[Written tasks]:
1. In the forum thread about installing Ubuntu on a Power Mac G5, give the passage from "## sinclair_tm (Mar" to "here all day." again, swapping "volunteers" for "unpaid helpers".
2. In the forum thread about installing Ubuntu on a Power Mac G5, what computer and OS X version does sinclair_tm say they use?

[Text extract]:
========

# Need help installing ubuntu on powermac g5



## 1zacster (May 30, 2011)

Well so far I have wiped the HDD and failed to install ubuntu "dapper drake" 6.06 on it yet u have seen videos of people running 10.04 on it? I only have cd-rw right now but I'm getting some cd-r soon. If you know how to do thus please be as specific as possible because os x just uses way too much CPU usage.


----------



## 1zacster (May 30, 2011)

Anyone?


----------



## sinclair_tm (Mar 11, 2005)

Well, first off you posted in the wrong forum. This is for help with Apple software on Macs. For help with Linux, you need to go to the Linux subforum. 2nd, we are volunteers, so we don't hang out here all day.

Being the Mac forum, I have to ask, why issues were you having with OS X? What version was it? Why do you think it uses too much CPU? I have a 1.47Ghz G4 running OS X 10.5.8 and don't have any issues. OS X uses very little CPU, and I know because I monitor it all the time with a Menubar addon. If something is using your CPU all the time, then there is something wrong that needs addressing.


----------



## whitewolf75 (Feb 12, 2012)

I too have a beautiful Mac G5 PPC desktop. This computer is a power house. I love it so much until today. I tried to give it to my Father and he was impressed by it until we tried to install Adobe to do a speedtest.net to check the internet speed. It told me that I had to install Adobe 11.1. As soon as I downloaded the file and tried to install it, it says that I need an intel. I did some research out there and you can't find any applications that you would use on a daily basis that is compatible with ppc. Pretty much all computers out there that are G3, G4, G5 PPC are now just a door mat. I checked on Apple.com buy back checking pricing and for a G5 top of the line with a studio monitor, all cables, Installation CD, mouse and keyboard and all they were going to do give is 64 dollars for it. The monitor is worth at least 100 dollars since brand new it costs over 300 dollars. I too am trying to find a way to install Ubuntu on there so at least the computer will be usable again without throwing it out.

========

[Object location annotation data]
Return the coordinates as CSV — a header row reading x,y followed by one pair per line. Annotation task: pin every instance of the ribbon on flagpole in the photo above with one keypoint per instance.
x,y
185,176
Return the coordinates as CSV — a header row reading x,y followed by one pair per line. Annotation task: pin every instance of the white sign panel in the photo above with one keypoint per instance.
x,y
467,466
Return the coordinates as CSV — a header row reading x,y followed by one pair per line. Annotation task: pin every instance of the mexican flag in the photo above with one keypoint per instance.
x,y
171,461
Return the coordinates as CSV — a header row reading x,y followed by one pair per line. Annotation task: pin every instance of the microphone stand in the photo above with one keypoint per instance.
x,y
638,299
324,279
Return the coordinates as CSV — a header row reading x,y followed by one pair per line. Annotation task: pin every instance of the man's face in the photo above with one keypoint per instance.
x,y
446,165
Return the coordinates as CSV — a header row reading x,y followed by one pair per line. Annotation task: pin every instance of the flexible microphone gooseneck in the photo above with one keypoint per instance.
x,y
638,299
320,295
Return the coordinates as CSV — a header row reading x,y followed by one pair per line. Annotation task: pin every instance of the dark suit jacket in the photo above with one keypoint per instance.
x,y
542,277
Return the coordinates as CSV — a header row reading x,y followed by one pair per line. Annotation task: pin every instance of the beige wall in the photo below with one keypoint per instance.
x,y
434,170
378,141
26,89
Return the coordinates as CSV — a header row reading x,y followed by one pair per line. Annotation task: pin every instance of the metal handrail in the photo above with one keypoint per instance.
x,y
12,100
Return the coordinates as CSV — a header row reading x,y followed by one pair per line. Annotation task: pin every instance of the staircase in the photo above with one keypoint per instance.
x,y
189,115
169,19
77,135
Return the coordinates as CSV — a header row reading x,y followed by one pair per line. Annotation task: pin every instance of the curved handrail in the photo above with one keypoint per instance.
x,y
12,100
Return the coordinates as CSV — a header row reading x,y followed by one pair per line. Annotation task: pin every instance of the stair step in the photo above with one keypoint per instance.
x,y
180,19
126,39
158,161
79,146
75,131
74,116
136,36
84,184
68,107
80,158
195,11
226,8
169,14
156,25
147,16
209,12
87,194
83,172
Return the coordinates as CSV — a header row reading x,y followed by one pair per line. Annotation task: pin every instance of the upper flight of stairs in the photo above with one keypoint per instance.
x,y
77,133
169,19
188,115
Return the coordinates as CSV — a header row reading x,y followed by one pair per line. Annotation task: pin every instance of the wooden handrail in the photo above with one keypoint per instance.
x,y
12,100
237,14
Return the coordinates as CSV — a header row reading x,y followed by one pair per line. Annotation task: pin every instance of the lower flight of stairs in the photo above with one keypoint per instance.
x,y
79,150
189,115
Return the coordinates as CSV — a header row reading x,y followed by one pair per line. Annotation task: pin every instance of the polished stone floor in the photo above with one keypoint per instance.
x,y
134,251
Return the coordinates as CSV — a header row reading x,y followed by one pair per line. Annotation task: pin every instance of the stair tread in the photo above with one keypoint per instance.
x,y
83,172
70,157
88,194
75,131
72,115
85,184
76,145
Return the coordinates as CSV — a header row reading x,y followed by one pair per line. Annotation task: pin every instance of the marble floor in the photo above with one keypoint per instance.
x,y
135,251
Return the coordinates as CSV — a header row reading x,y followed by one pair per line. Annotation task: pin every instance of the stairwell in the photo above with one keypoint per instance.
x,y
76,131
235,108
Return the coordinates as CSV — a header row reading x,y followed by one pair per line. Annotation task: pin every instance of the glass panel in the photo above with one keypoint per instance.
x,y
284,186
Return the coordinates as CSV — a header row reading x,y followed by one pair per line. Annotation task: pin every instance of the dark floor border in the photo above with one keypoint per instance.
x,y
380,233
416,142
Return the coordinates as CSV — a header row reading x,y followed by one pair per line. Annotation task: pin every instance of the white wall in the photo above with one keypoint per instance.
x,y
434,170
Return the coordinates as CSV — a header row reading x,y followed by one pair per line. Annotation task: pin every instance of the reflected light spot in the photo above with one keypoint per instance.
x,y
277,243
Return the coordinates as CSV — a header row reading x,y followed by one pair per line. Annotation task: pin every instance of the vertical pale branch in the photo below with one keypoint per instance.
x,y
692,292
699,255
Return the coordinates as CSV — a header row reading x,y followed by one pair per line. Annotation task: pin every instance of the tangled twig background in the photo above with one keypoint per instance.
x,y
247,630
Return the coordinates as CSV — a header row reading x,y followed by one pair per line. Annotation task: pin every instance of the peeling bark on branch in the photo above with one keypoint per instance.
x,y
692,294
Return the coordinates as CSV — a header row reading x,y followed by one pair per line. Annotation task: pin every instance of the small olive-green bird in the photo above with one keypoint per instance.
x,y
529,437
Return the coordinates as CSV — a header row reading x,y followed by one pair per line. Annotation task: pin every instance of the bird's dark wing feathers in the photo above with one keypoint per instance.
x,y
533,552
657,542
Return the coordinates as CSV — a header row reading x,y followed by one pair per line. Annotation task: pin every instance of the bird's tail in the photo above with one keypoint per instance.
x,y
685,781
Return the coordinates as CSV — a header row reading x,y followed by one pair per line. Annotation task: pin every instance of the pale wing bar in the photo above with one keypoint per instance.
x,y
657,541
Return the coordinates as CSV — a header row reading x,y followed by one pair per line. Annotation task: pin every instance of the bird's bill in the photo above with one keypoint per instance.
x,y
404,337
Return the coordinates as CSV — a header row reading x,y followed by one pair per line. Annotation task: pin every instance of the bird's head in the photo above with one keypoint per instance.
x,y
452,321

========

[Worked answers]:
1.
## sinclair_tm (Mar 11, 2005)

Well, first off you posted in the wrong forum. This is for help with Apple software on Macs. For help with Linux, you need to go to the Linux subforum. 2nd, we are unpaid helpers, so we don't hang out here all day.

2. A 1.47Ghz G4 running OS X 10.5.8.